Entries drawn from a collection:
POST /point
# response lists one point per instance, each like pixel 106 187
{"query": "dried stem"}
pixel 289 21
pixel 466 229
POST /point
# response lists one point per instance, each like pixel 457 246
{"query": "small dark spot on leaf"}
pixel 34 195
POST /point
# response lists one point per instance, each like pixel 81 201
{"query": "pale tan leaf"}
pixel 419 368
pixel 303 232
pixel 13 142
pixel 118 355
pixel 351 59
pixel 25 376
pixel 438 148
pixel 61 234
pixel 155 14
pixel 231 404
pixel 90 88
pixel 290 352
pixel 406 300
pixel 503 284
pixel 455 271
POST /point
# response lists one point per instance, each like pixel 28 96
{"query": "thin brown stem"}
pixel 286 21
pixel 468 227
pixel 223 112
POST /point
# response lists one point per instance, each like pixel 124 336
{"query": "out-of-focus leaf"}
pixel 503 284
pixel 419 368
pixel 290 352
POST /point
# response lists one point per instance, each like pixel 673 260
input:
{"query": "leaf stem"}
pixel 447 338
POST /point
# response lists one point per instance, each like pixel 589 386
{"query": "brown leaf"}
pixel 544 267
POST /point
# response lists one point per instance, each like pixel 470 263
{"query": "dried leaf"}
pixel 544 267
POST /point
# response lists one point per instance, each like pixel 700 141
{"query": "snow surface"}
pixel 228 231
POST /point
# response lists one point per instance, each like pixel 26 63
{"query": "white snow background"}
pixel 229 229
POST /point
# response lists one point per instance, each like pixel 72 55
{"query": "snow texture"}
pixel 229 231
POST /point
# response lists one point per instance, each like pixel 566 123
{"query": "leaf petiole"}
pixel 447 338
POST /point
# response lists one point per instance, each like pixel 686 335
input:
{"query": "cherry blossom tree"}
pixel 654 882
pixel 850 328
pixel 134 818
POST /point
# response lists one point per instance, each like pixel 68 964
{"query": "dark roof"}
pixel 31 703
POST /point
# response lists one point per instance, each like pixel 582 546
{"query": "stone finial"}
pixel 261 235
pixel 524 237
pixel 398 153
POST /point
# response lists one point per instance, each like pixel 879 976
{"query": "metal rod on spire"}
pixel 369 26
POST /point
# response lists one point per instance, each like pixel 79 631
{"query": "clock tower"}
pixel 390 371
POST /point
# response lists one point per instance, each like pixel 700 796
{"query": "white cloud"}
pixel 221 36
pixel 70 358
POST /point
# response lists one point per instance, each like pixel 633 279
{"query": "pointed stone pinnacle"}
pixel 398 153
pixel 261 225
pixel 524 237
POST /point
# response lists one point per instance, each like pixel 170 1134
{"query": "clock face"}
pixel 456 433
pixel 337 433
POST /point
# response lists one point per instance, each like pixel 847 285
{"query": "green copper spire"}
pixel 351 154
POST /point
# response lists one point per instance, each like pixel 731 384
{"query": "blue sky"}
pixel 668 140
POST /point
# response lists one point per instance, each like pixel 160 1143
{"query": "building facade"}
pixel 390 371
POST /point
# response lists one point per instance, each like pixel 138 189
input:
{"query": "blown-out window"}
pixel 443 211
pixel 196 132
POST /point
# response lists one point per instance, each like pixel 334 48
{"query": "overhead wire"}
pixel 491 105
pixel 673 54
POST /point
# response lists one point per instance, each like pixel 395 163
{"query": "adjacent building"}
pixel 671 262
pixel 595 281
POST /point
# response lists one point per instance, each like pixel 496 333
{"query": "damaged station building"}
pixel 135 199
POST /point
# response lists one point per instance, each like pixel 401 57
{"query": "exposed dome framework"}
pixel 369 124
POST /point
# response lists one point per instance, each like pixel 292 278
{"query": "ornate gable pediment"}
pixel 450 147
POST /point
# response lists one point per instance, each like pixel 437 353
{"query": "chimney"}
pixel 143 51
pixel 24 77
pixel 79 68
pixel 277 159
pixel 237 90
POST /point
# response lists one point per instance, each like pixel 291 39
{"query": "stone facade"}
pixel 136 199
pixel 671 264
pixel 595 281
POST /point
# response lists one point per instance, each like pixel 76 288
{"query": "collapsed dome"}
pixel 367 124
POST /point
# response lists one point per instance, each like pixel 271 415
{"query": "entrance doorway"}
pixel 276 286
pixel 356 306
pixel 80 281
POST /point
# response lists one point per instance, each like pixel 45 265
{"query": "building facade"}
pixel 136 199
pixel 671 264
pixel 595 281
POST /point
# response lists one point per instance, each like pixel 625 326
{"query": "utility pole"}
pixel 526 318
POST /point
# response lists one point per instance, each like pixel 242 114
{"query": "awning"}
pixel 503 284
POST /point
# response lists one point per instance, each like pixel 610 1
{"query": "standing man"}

(GOAL) Reproduce the data from its beginning through the line holding "pixel 223 112", inclusive, swapping every "stem" for "stalk" and keeping everything else the same.

(OUTPUT FOR THIS EXERCISE)
POST /point
# response lists one point per instance, each like pixel 106 187
{"query": "dried stalk"}
pixel 289 21
pixel 466 229
POST /point
# response lists one point per instance, each like pixel 457 246
{"query": "small dark spot on leaf"}
pixel 34 195
POST /point
# response lists one point per instance, each like pixel 81 201
{"query": "pale tan leaf"}
pixel 419 368
pixel 303 232
pixel 13 142
pixel 118 355
pixel 351 59
pixel 25 376
pixel 438 148
pixel 61 234
pixel 155 14
pixel 231 404
pixel 90 88
pixel 290 352
pixel 406 300
pixel 503 284
pixel 455 271
POST /point
# response lists one point per instance, each like pixel 28 96
{"query": "thin brown stalk"}
pixel 286 21
pixel 468 227
pixel 223 112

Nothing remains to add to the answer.